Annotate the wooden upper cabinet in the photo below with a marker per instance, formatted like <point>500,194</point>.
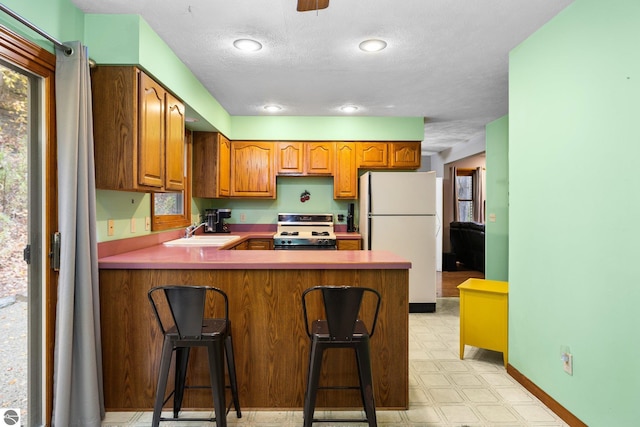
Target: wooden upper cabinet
<point>404,155</point>
<point>319,158</point>
<point>224,166</point>
<point>252,169</point>
<point>151,140</point>
<point>373,154</point>
<point>290,158</point>
<point>131,122</point>
<point>211,165</point>
<point>174,146</point>
<point>345,178</point>
<point>305,158</point>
========================================================================
### Directive:
Write out the items above line for line, leaving out the pictures.

### Written reply:
Annotate the wooden upper cabinet in the photo below with a marker per instance, formatted like <point>500,194</point>.
Target: wooden upper cabinet
<point>404,155</point>
<point>319,158</point>
<point>224,166</point>
<point>252,169</point>
<point>151,140</point>
<point>373,154</point>
<point>290,158</point>
<point>131,122</point>
<point>211,165</point>
<point>174,146</point>
<point>345,178</point>
<point>305,158</point>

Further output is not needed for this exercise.